(EXERCISE PASSAGE Opens)

Melissa Valdellon

What’s your why?

One of the questions I love to ask my students is what their history is coming into the profession. What made them decide to pursue optometry and go through more years of schooling?

The stories have varied, of course. For some, it was a direct relative or close family friend who was in the field that influenced them to consider it. For others, it was having their own eyes examined, getting glasses, and seeing the world clearly for the first time that left such a lasting impression that it inspired them. For many, myself included, we knew we wanted to be a doctor and somehow, by a little trial and error, shadowing and volunteering and working, we found optometry as the best fit for us.

So that’s good for the initial dive in. Is it enough for the long haul? Is your why a good enough reason for you to see yourself doing this every day for the rest of your working life?

Let me be honest with you – for me, being an optometrist just for the sake of that, for seeing patients, working on the rez with some amazing people – it wasn’t enough for me. After a year of residency and two years in the four corners area, I got burnt out. And I didn’t even realize it until I saw one of my elderly grandmother patients who I love – she was thanking me and giving me a hug goodbye (different world back then pre-COVID) and I felt… empty.

The interaction was still warm and friendly. I was still smiling as I walked her out of the office room, but in that moment, I realized my joy for my work was gone.

And I did what any other person would do in that moment. I shook it off and kept working and going at it, thinking this was a fluke. I had a job after all doing pretty easy work in a stunning location.

(EXERCISE PASSAGE Closes)
(DATASET CONTENT Opens)

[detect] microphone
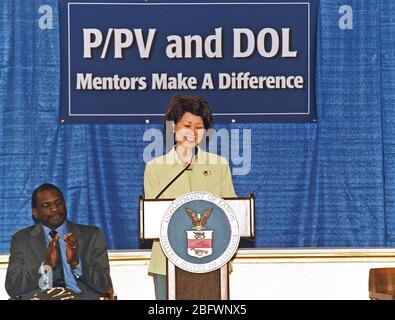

(DATASET CONTENT Closes)

* [EXPLORE THE MATERIAL]:
**A)** Reproduce the stretch of the essay on burnout in optometry from "What’s your why?" through "years of schooling?", substituting "ophthalmology" for "optometry".
**B)** According to the essay on burnout in optometry, after how much time in practice did the writer become burnt out?

* [RESULTS BY TASK]:
**A)**
What’s your why?

One of the questions I love to ask my students is what their history is coming into the profession. What made them decide to pursue ophthalmology and go through more years of schooling?

**B)** After a year of residency and two years in the four corners area.